start SELECTED TEXT
Religious Tolerance Surges in the Persian Gulf

The aspirations of tiny countries leads to increasing religious tolerance in the cradle of Islam.

Workers at the site of the Our Lady of the Rosary Church in Doha, the first Catholic church in Qatar, one day before it opened for worship on March 14, 2008.
Workers at the site of the Our Lady of the Rosary Church in Doha, the first Catholic church in Qatar, one day before it opened for worship on March 14, 2008. (photo: AP Photo/Sam Diaz)

AWALI, Bahrain — Over the last six years, religious tolerance has increased in the cradle of Islam, the Persian Gulf, according to clerics who live there as well as academic observers.

On May 31, a brick from St. Peter’s Basilica, which is being used as the foundation stone for the Cathedral of Our Lady of Arabia in Awali, Bahrain, was blessed by Bishop Camillo Ballin, apostolic vicar of northern Arabia.

The blessing ceremony marked the start of construction on a cathedral, pastoral center, guesthouse and car park — on land donated by King Hamad bin Isa al Khalifa — to serve the faithful in Bahrain, Kuwait, Qatar and Saudi Arabia.
end SELECTED TEXT
PROBLEM 1 »
Write out the article on Gulf religious tolerance between "The aspirations of" and "of northern Arabia.", inclusive.
PROBLEM 2 »
Extend the article on religious tolerance in the Persian Gulf from its last sentence.
The records below play no part here.
start EXTRACTED DATA
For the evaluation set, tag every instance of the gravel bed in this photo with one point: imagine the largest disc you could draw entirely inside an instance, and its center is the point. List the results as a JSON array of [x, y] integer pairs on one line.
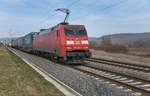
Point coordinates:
[[84, 84], [121, 57], [126, 71]]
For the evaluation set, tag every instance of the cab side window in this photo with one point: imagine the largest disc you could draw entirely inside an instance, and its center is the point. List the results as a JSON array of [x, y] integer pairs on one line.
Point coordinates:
[[57, 33]]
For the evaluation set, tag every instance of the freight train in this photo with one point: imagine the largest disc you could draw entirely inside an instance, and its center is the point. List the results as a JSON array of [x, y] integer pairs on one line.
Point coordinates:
[[63, 42]]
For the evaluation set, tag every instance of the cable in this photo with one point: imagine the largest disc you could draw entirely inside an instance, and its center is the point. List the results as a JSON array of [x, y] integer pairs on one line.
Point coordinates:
[[107, 7], [72, 4]]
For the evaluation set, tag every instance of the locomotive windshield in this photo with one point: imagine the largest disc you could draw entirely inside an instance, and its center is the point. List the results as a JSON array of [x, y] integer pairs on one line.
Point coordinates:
[[70, 31]]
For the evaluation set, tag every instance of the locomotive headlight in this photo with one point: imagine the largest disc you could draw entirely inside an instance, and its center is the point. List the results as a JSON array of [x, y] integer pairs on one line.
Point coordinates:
[[85, 42], [68, 42]]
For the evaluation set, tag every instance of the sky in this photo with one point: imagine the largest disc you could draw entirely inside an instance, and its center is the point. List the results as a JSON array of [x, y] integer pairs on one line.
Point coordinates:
[[101, 17]]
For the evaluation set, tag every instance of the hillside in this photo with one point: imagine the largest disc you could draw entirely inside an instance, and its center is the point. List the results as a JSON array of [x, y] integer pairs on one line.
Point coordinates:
[[132, 40]]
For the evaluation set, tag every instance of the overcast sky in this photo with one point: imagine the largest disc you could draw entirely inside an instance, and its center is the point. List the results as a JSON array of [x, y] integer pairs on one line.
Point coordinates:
[[101, 17]]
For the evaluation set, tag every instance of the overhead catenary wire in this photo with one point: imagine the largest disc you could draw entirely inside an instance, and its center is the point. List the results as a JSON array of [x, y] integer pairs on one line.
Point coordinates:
[[47, 16], [105, 8]]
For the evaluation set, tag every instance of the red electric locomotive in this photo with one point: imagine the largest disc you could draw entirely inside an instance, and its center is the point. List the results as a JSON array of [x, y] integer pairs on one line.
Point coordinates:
[[64, 42]]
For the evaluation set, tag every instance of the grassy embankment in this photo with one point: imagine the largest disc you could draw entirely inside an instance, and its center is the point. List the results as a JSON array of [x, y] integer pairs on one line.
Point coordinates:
[[18, 79]]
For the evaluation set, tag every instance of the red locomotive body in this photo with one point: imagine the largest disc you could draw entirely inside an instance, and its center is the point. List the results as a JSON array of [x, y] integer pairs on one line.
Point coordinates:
[[64, 41]]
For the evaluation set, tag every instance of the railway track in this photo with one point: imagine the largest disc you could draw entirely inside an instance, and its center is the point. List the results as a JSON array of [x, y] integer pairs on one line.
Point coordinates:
[[137, 86], [137, 67]]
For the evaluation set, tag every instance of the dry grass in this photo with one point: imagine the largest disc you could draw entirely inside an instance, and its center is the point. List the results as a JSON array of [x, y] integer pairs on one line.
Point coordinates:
[[18, 79], [144, 52], [120, 57]]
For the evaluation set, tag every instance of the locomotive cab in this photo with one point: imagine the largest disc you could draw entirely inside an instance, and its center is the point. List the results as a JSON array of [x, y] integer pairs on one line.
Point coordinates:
[[76, 43]]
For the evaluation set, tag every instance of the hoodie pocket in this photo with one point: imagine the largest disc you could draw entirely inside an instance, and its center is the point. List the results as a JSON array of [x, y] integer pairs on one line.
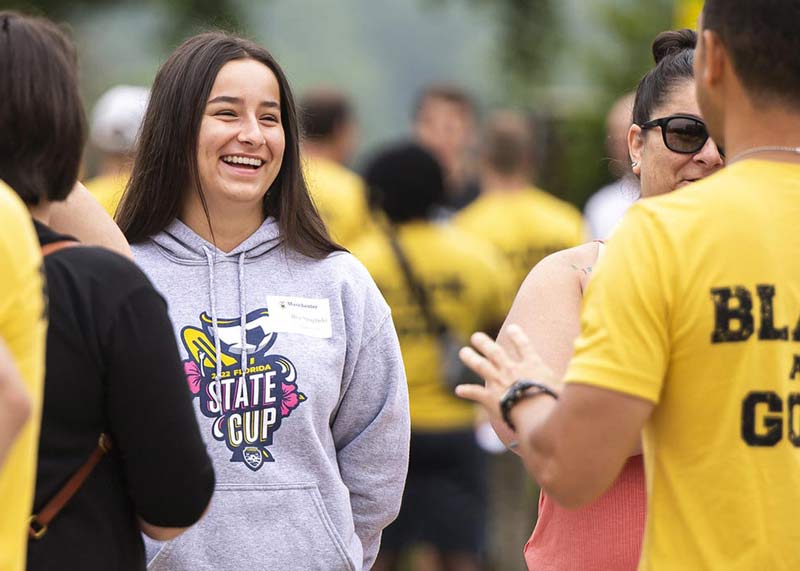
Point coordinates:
[[253, 527]]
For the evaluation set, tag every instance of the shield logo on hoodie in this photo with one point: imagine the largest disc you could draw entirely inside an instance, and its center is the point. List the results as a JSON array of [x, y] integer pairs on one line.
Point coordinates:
[[253, 457], [247, 402]]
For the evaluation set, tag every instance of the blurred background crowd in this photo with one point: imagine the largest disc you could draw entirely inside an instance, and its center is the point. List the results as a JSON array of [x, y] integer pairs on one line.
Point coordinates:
[[525, 106]]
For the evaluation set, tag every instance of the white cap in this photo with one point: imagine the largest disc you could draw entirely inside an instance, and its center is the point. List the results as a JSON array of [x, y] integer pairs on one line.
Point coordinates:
[[116, 118]]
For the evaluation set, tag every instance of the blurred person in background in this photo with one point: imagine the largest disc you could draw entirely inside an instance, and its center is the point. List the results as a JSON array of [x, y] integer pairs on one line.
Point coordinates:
[[114, 127], [22, 346], [330, 137], [444, 122], [689, 327], [103, 317], [605, 208], [289, 348], [464, 283], [523, 222], [607, 533]]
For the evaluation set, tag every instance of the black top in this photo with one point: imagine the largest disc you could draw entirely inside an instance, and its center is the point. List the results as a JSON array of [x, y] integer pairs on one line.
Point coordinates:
[[113, 366]]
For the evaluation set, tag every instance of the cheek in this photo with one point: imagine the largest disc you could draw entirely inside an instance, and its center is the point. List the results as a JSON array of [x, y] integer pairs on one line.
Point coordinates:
[[277, 143]]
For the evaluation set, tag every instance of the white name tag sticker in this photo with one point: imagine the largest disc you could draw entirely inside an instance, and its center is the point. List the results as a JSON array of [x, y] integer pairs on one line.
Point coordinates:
[[302, 315]]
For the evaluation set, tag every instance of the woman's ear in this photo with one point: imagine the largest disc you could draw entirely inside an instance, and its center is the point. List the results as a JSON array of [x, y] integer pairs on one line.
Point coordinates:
[[635, 148]]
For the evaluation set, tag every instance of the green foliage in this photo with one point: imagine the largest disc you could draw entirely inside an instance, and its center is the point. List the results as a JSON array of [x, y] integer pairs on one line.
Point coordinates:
[[610, 54], [184, 16]]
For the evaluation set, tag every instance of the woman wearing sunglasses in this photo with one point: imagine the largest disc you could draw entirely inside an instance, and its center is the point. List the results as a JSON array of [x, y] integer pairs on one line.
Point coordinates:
[[669, 148]]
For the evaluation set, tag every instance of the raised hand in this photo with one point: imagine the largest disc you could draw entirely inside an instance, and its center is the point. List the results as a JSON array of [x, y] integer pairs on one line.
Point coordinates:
[[500, 368]]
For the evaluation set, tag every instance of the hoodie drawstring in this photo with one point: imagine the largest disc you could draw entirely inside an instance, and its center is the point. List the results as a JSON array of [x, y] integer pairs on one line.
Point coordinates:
[[243, 314], [210, 258], [217, 346]]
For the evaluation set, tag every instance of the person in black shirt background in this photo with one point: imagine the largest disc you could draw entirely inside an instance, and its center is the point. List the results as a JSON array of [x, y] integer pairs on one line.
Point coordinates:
[[112, 362]]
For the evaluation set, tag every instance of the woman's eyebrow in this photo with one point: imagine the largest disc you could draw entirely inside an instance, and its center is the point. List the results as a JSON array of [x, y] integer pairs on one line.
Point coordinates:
[[238, 101]]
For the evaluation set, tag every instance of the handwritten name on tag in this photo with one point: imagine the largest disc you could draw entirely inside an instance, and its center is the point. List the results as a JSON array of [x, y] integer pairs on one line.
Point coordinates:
[[302, 315]]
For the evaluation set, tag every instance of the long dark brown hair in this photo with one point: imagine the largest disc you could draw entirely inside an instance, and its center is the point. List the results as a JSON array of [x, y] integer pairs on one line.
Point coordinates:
[[166, 160]]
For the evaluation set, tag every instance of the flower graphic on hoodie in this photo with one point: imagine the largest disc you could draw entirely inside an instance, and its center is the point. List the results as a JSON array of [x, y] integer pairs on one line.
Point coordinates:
[[247, 403]]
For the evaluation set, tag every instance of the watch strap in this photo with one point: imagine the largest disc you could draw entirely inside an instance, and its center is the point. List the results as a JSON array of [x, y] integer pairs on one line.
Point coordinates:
[[520, 390]]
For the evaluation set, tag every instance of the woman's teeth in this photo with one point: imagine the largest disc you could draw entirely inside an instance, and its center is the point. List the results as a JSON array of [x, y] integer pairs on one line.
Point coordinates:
[[249, 161]]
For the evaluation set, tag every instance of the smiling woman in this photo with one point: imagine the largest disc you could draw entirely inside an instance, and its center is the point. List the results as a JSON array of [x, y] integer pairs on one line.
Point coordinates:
[[289, 349]]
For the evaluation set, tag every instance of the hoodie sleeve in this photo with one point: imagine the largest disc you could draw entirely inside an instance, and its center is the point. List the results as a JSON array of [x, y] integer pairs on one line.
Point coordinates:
[[371, 432]]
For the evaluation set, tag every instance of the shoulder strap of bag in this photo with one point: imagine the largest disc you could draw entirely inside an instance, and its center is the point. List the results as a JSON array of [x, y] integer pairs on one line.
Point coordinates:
[[435, 325], [37, 525]]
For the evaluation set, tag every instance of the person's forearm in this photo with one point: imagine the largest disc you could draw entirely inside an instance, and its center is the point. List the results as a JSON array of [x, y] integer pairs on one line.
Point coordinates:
[[15, 407], [80, 215]]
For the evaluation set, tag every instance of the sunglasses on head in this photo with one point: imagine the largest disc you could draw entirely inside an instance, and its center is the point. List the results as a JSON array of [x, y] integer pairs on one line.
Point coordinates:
end EXTRACTED DATA
RESULT 1 »
The aspirations of tiny countries leads to increasing religious tolerance in the cradle of Islam.

Workers at the site of the Our Lady of the Rosary Church in Doha, the first Catholic church in Qatar, one day before it opened for worship on March 14, 2008.
Workers at the site of the Our Lady of the Rosary Church in Doha, the first Catholic church in Qatar, one day before it opened for worship on March 14, 2008. (photo: AP Photo/Sam Diaz)

AWALI, Bahrain — Over the last six years, religious tolerance has increased in the cradle of Islam, the Persian Gulf, according to clerics who live there as well as academic observers.

On May 31, a brick from St. Peter’s Basilica, which is being used as the foundation stone for the Cathedral of Our Lady of Arabia in Awali, Bahrain, was blessed by Bishop Camillo Ballin, apostolic vicar of northern Arabia.

RESULT 2 »
King Hamad met Pope Francis May 19 at the Vatican and presented the Holy Father with a red box containing a scale model of the Cathedral of Our Lady of Arabia, which will be the largest Catholic church in the Persian Gulf.

Driving this positive trend  are the increased numbers of guest workers who are Christian — primarily from the Philippines and India — and initiatives by wealthy rulers to open up the region to the world.

Foreign workers in the Persian Gulf are employed mainly in construction, domestic service, energy and health care. “Immigration started when the oil was discovered, around 80 years ago. It is always increasing, for the necessity of manpower,” Bishop Ballin, 70, explained to the Register via email.

And the numbers are mindboggling: In Qatar, for example, more than 1.3 million foreign nationals work for a Qatari population of only 280,000 citizens. Kuwait has about the same number of visiting workers but a larger local population of 2.2 million.

Bishop Ballin said more than 350,000 expatriates in both Qatar and Kuwait are Catholic, about evenly divided between Indians and Filipinos.

Saudi Arabia has the largest number of Catholics, about 1.5 million, which is about 6% of the country’s population. Filipino nationals comprise the majority of Catholics there.

Bahrain has some 140,000 Catholics among a guest-worker population of more than 665,000 and a local population of about 568,000.

The presence of Christian workers has compelled local rulers — except in Saudi Arabia, which Bishop Ballin calls a “particular case” — to accommodate their desire to worship and find community in religious fellowship.

 

Rise of Churches

Because Christians in most of the Persian Gulf countries are increasing in number, the main challenge is providing places of worship — and a diverse Mass schedule — says Bishop Ballin, who is based in Bahrain.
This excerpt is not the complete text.